→ **WHAT TO WORK ON**:
If a record contains a picture, leave the picture out and copy everything else exactly.

▼

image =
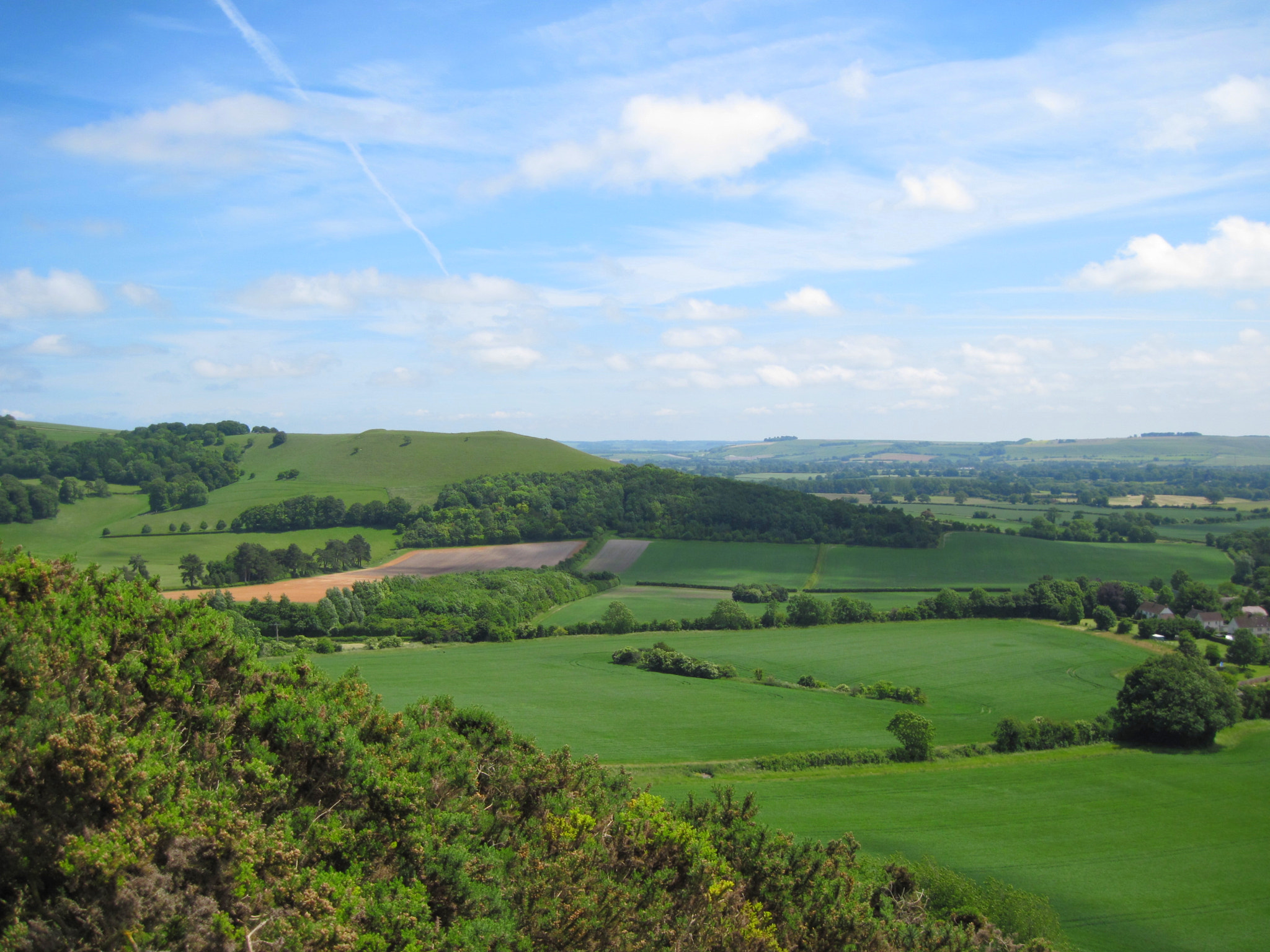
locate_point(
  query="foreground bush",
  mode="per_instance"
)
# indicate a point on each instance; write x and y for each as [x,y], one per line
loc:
[159,790]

▲

→ **FINAL ANSWER**:
image =
locate_point(
  query="foreground bush",
  mode="per_instance"
)
# indicate a point on each instance; write x and y for each as [x,y], one per line
loc:
[159,790]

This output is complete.